++++ Document segment

It occurred to me later that she was mapping. She was taking the incredible diversity and beauty of a woodland and mapping it to abstraction.  Collecting real-life data from observations and turning them into numbers in an effort to better understand the woodland environment.  

Mapping involves determining the relationship between geographical and Man-made features in terms of distance and elevation, thus creating a replica of an area.    

Modelling is similar. It creates replicas of the world from observational data – for example, the weather, health or the stuff that comes from the particle accelerator at CERN.  No idea what that is, but it does explain the universe, apparently.    

Both mapping and modelling largely involve reducing observations and concepts to numbers and as such help us understand a very complex world.  However, in that reduction we of course lose something. 

The late theoretical physicist David Bohm was on to this, arguing that science had become increasingly preoccupied with mathematical theories of the world. And with the increasing sophistication of mathematical models, science had become unbalanced. Missing the big picture.  Perhaps it’s more comfortable dealing with the apparent certainty of numbers rather than the mystery of reality – my words, not Bohm’s. 

The weird world of quantum physics, David Bohm’s field,  must be difficult to approach in any way other than mathematics.  But as Bohm suggests, mathematics can only provide a partial, albeit very useful,  picture of the world.  And nowhere is this limitation more problematic than in biology, arguably the most complex of the sciences.    

Take one aspect of biology, medicine.  If you go to your doctor or into a hospital, you will very probably be mapped.  Your GP is likely to request X-rays, scans, or blood tests or possibly the lot. If you go to A &E, you might not see a doctor until blood tests or X-rays have come through. 

Such mapping of course may be essential for your wellbeing, but too much reliance on it can prevent us from seeing reality.  A very experienced neurologist friend of mine once lamented at what he saw as the loss of clinical skills that accompanied the rise in medical technology.   

He believed it was important for doctors to become highly skilled in recognising signs and symptoms in the patient and not just those that manifest physically.

++++++++
++++ Material supplied

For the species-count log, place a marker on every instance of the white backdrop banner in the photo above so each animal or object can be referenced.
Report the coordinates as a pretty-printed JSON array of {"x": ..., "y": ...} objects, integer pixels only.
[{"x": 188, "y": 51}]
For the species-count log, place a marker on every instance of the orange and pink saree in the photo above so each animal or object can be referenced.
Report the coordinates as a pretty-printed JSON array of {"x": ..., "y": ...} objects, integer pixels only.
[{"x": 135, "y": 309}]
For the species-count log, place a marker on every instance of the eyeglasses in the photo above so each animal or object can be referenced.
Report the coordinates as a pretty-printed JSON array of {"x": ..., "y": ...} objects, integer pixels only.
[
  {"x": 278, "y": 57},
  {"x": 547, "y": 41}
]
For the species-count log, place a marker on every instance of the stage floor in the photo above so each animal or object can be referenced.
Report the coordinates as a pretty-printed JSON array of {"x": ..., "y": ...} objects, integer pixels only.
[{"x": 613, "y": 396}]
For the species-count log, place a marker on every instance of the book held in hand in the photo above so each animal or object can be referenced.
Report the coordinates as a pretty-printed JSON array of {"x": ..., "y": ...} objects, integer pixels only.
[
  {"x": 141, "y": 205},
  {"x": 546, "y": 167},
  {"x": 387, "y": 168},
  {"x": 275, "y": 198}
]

++++++++

* Brief A: In the passage on mapping and modelling, what did David Bohm argue science had become increasingly preoccupied with?
* Brief B: Reproduce word for word the part of the passage on mapping and modelling that begins at the words "Mapping involves determining" and stops after "course lose something.".

* Problem solution A: Mathematical theories of the world.

* Problem solution B:
Mapping involves determining the relationship between geographical and Man-made features in terms of distance and elevation, thus creating a replica of an area.    

Modelling is similar. It creates replicas of the world from observational data – for example, the weather, health or the stuff that comes from the particle accelerator at CERN.  No idea what that is, but it does explain the universe, apparently.    

Both mapping and modelling largely involve reducing observations and concepts to numbers and as such help us understand a very complex world.  However, in that reduction we of course lose something.